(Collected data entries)
-------

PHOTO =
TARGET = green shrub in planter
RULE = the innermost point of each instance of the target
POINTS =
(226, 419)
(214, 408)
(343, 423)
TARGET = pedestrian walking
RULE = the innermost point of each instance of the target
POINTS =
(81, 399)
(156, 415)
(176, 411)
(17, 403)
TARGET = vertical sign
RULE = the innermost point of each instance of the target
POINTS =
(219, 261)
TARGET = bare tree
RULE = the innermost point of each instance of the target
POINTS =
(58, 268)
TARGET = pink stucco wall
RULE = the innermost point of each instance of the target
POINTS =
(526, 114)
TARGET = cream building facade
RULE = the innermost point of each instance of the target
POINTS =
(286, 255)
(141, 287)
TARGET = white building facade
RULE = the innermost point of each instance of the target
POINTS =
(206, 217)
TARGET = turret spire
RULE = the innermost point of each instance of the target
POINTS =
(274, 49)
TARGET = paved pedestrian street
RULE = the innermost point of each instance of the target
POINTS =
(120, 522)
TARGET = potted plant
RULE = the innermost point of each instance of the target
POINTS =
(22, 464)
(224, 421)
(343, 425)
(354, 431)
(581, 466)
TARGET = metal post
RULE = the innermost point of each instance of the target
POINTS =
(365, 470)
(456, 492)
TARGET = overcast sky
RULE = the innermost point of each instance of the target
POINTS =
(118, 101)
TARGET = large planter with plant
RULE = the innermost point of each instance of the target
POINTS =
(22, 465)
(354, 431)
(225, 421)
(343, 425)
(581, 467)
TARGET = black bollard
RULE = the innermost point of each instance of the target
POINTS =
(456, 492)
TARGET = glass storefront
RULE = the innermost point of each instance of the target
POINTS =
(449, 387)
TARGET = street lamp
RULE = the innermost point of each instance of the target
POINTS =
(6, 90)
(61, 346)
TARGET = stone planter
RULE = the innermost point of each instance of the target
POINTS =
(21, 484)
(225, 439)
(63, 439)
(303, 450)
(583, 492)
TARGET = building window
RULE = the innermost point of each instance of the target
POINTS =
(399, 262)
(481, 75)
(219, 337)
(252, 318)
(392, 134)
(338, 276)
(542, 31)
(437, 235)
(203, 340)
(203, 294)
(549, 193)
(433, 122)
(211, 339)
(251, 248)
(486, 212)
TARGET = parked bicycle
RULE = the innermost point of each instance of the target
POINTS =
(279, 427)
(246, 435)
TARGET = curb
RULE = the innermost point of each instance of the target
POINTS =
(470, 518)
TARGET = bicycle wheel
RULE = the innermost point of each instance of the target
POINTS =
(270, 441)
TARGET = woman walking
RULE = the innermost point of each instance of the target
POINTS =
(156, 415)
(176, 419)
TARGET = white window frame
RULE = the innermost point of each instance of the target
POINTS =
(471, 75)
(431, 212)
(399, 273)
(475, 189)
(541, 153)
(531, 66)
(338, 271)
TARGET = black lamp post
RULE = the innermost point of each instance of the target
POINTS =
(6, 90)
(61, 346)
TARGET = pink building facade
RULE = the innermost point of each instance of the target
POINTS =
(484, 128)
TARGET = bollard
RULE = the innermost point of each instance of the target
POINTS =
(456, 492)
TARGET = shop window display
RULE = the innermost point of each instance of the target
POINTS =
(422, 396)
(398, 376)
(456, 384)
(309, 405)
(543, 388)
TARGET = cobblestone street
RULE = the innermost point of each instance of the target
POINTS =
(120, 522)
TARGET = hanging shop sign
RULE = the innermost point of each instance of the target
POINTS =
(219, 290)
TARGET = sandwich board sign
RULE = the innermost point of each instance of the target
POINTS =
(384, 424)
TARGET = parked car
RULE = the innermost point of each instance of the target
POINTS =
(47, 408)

-------

→ What is required:
Can you print the lines of the data above word for word, starting at the line containing "TARGET = sandwich board sign" and ending at the last line of the data, with both ends included?

→ Answer to this exercise:
TARGET = sandwich board sign
RULE = the innermost point of each instance of the target
POINTS =
(384, 424)
TARGET = parked car
RULE = the innermost point of each instance of the target
POINTS =
(47, 408)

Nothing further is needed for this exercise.